Location identification entries -
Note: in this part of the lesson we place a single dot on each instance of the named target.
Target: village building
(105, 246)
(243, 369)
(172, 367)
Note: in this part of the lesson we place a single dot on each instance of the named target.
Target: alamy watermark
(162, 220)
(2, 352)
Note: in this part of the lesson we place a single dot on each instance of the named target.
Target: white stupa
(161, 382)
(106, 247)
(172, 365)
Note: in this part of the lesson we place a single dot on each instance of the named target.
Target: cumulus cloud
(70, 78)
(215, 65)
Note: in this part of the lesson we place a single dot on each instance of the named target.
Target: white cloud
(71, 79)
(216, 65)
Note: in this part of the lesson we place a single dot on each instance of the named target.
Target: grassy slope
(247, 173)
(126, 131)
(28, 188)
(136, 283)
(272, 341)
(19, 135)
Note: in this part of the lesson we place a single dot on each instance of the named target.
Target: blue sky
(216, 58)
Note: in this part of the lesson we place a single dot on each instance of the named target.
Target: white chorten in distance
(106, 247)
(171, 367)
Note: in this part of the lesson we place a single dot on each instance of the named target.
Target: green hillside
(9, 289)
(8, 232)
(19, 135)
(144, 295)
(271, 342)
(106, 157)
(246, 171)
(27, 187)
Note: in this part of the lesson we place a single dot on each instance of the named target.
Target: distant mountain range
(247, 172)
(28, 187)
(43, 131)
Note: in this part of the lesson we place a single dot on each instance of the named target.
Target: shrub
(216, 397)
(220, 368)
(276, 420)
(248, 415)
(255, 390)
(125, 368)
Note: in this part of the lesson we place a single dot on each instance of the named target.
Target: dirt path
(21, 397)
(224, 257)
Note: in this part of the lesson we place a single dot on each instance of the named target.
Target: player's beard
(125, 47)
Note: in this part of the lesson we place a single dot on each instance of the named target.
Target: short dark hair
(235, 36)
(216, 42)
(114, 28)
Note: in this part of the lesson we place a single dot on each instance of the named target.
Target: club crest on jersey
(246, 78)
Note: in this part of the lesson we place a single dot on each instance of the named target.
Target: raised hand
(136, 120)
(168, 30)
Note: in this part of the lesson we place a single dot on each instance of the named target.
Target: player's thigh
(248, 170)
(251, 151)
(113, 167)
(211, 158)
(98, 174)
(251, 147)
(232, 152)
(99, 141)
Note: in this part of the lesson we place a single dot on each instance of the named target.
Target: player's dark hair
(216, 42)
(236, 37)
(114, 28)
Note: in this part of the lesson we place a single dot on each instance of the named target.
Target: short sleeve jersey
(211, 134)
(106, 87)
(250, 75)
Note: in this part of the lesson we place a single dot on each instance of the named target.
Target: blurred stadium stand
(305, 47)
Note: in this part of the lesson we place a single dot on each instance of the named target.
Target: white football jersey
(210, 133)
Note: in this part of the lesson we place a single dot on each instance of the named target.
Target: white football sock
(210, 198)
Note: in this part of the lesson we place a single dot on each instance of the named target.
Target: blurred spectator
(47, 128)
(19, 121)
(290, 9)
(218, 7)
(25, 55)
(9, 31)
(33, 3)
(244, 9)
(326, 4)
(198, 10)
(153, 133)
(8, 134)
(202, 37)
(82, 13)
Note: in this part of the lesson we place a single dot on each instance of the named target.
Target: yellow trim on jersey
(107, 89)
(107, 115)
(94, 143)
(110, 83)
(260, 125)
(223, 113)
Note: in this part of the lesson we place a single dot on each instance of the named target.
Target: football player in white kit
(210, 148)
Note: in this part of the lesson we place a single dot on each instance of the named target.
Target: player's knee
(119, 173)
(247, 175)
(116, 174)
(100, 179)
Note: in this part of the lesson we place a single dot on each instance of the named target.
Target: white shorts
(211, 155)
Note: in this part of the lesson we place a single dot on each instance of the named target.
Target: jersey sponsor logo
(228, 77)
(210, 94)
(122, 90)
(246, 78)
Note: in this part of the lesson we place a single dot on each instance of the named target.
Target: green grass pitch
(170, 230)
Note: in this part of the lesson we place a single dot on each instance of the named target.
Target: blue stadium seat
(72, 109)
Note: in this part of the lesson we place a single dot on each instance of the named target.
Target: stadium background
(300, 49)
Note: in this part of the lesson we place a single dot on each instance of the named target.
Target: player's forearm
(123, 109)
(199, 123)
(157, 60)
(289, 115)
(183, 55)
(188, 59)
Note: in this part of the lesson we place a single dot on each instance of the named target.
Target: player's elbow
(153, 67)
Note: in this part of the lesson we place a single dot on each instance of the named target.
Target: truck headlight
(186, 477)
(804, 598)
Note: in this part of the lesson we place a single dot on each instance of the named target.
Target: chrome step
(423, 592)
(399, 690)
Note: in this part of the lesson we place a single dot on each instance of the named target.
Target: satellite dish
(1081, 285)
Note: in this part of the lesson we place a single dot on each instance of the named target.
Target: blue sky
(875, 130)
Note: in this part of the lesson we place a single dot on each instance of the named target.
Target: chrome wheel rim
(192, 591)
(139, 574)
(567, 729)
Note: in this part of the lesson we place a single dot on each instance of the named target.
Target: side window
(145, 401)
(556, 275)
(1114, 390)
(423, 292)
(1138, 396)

WHAT IS EXPECTED -
Give back each line above precisely as it stands.

SOLUTION TO THE EXERCISE -
Note: in this part of the lesson we place a single dot on each instance of the named target.
Target: village building
(105, 246)
(243, 369)
(172, 367)
Note: in this part of the lesson we place a single dot on each instance of the named target.
Target: alamy watermark
(162, 220)
(2, 352)
Note: in this part of the lesson we place a single dot on each instance of the named target.
Target: white stupa
(161, 382)
(106, 247)
(172, 365)
Note: in this part of the lesson we place a single dot on each instance of the named target.
Target: cumulus cloud
(70, 78)
(215, 65)
Note: in this part of the lesson we place a single dot on each instance of the named target.
Target: white cloud
(71, 79)
(216, 65)
Note: in this part of the lesson we place a single dot on each instance of the named target.
Target: grassy slope
(247, 173)
(126, 131)
(28, 188)
(136, 283)
(272, 341)
(19, 135)
Note: in this part of the lesson we place a single dot on each instance of the named target.
Target: blue sky
(216, 58)
Note: in this part of the lesson we place a single dot on each instance of the named target.
Target: white chorten in distance
(106, 247)
(171, 367)
Note: in this part of the lesson we place a single dot on each instance of the named target.
Target: green hillside
(9, 289)
(8, 232)
(19, 135)
(144, 295)
(271, 342)
(106, 157)
(246, 171)
(27, 187)
Note: in this part of the lesson we place a single dot on each instance of the named target.
Target: distant mountain range
(247, 172)
(28, 187)
(43, 131)
Note: in this part of the lesson we place a single dot on each instance of the named target.
Target: shrub
(216, 397)
(220, 368)
(276, 420)
(248, 415)
(255, 390)
(125, 368)
Note: in this part of the lesson we place a single dot on each instance of the named target.
Target: dirt path
(21, 397)
(224, 257)
Note: in this part of the lesson we place a single dot on each instance of the named target.
Target: player's beard
(125, 47)
Note: in this part of the lesson we place a single dot on each instance of the named target.
Target: short dark hair
(235, 36)
(216, 42)
(114, 28)
Note: in this part of the lesson we place a single dot on each instance of the named target.
Target: club crest on jersey
(246, 78)
Note: in this part of the lesson we place a single dot on each instance of the named target.
Target: raised hand
(136, 120)
(168, 30)
Note: in this part of the lesson we place a single dot on each instance of the named target.
Target: player's thigh
(248, 170)
(251, 151)
(113, 167)
(211, 158)
(98, 174)
(251, 147)
(232, 152)
(99, 141)
Note: in this part of the lesson we place a single dot on each instance of the named target.
Target: player's dark hair
(216, 42)
(236, 37)
(114, 28)
Note: in this part of the lesson we place a single dot on each instance of the named target.
Target: short sleeve jersey
(211, 134)
(106, 87)
(250, 75)
Note: in this part of the lesson we place a single dot on each instance of the named target.
Target: blurred stadium stand
(305, 47)
Note: in this part of the lesson we place a single dot on each instance of the named target.
Target: white football jersey
(210, 133)
Note: in this part of the lesson we place a single dot on each instance of the named target.
Target: white football sock
(210, 198)
Note: in this part of the lesson we place a single dot on each instance of the named target.
Target: blurred spectator
(47, 128)
(19, 121)
(290, 9)
(218, 7)
(25, 55)
(9, 31)
(33, 3)
(244, 9)
(326, 4)
(198, 10)
(153, 133)
(8, 134)
(202, 37)
(82, 13)
Note: in this part of the lesson we place a single dot on each instance of the named target.
Target: yellow trim on jersey
(107, 89)
(107, 115)
(94, 143)
(110, 83)
(260, 125)
(223, 113)
Note: in this part of the lesson we place a single dot on each instance of the named target.
Target: football player in white kit
(210, 148)
Note: in this part of the lesson we place a single dot on each instance of the named target.
Target: player's knee
(119, 173)
(247, 175)
(116, 174)
(100, 179)
Note: in this part of the lesson we place a single dot on each instance of the named target.
Target: white shorts
(211, 155)
Note: in this part of the lesson we place a single dot on each instance of the named target.
Target: jersey sponsor logo
(228, 77)
(210, 94)
(122, 90)
(246, 78)
Note: in this part of the lesson we place a single dot on each instance of the named target.
Target: green grass pitch
(170, 230)
Note: in this part of the lesson we place a single dot on each instance of the named target.
Target: blue stadium seat
(72, 109)
Note: in this part of the lesson we place a single dot on each instance of the named target.
Target: stadium background
(300, 49)
Note: in this part of the lesson we place a single dot on each instance of the named target.
Target: player's forearm
(123, 109)
(199, 123)
(157, 60)
(289, 115)
(183, 55)
(188, 59)
Note: in this part of the lesson we place a single dot on each instance of the named target.
Target: player's elbow
(153, 67)
Note: in this part of the lesson we place a single dot on each instance of the named target.
Target: truck headlight
(186, 477)
(804, 598)
Note: in this part of the lesson we place a single dot on each instance of the named target.
Target: chrome step
(423, 592)
(399, 690)
Note: in this part of the lesson we place a single dot on each instance of the named target.
Target: satellite dish
(1081, 285)
Note: in this part of the lesson we place a single dot on each instance of the named target.
Target: blue sky
(875, 130)
Note: in this part of the lesson we place a single dot on each instance of the named target.
Target: chrome wheel rim
(192, 591)
(139, 574)
(567, 729)
Note: in this part of the lesson we place a single dot on each instance of the named target.
Target: side window
(145, 401)
(556, 275)
(1114, 390)
(423, 292)
(1138, 396)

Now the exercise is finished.